Given text
= Beginning of Section =

Monday, Sep. 01, 1952

Names make news. Last week these names made this news:

The Chicago Tribune, noting that one of Adlai Stevenson's ghostwriters is Pulitzer Prizewinner Arthur Schlesinger Jr., labeled him an "aging boy wonder." Schlesinger, who will be 35 next October, commented: "Oh, God, how true."

Visiting Chicago, young King Feisal II remained in his hotel room, canceled all appointments, including a civic luncheon. A State Department attache explained: the tour of Detroit, with an eight-mile hike through the Ford plant, had left His Majesty "completely bushed."

After a year of airwave conversation, Prince Talal, 22, son of Saudi Arabia's King Ibn Saud, flew to Sardinia to meet a ham-radio pal, pretty Maria Marras, 23, daughter of a Cagliari dentist. The visit over, the Prince gave Maria a present: a new $1,500 antenna for her set calculated to bring his voice in loud and clear.

= End of Section =

(Region-pointing data)
= Beginning of Section =

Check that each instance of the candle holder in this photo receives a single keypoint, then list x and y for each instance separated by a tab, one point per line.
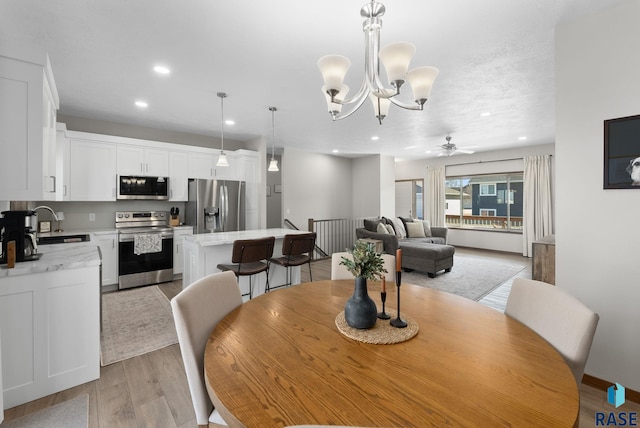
383	315
397	322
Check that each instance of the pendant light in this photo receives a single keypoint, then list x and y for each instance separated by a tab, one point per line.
273	165
222	159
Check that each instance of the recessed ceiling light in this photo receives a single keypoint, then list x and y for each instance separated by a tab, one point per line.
161	69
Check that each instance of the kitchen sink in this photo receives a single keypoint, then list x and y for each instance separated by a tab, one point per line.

= End of Section =

Parts of the exercise
1. Transcribe the news column, starting at the words "Names make news." and ending after "loud and clear.".
2. Write the next part of the news column, picking up after its final sentence.
The listing is separate material and has no connection to the news column.

Task answers
1.
Names make news. Last week these names made this news:

The Chicago Tribune, noting that one of Adlai Stevenson's ghostwriters is Pulitzer Prizewinner Arthur Schlesinger Jr., labeled him an "aging boy wonder." Schlesinger, who will be 35 next October, commented: "Oh, God, how true."

Visiting Chicago, young King Feisal II remained in his hotel room, canceled all appointments, including a civic luncheon. A State Department attache explained: the tour of Detroit, with an eight-mile hike through the Ford plant, had left His Majesty "completely bushed."

After a year of airwave conversation, Prince Talal, 22, son of Saudi Arabia's King Ibn Saud, flew to Sardinia to meet a ham-radio pal, pretty Maria Marras, 23, daughter of a Cagliari dentist. The visit over, the Prince gave Maria a present: a new $1,500 antenna for her set calculated to bring his voice in loud and clear.

2.
In Auburndale, Mass., children clapped with glee as they joined the Most Rev. Richard J. Gushing, 57-year-old Archbishop of Boston, on prancing merry-go-round horses. The prelate was playing host to a group of youngsters from a nearby summer camp. Later, on their television sets, thousands watched the archbishop, at a special altar in Boston's station WBZ, marry a Korean war veteran and his girl in the first nuptial Mass ever to be televised.

Prime Minister of Ireland Eamon de Valera, whose eyesight has been failing, flew to Utrecht for an operation by a Dutch specialist. His malady: glaucoma --a hardening of the eyeballs and deterioration of the retina.

Former German Field Marshal Erich von Manstein left the British military prison in Werl on a three-month parole to enter a Kiel hospital and have a cataract removed from his left eye.

The Duke of Windsor, after a bout of stomach trouble in Italy (with diagnoses ranging from gastroenteritis to ulcers), arrived in Paris with another ailment: an attack of lumbago so severe that the duchess and a plainclothesman had to help him off the train and into a waiting limousine, where he sat beside the chauffeur to get more leg room.

Now that her daughter is Queen, with title to the Balmoral estate in Scotland, Queen Mother Elizabeth announced that she had bought a separate summer retreat for herself. The place which caught her eye: 400-year-old Barrogill Castle, seven miles from John o'Groats and 20 miles from the nearest railway station.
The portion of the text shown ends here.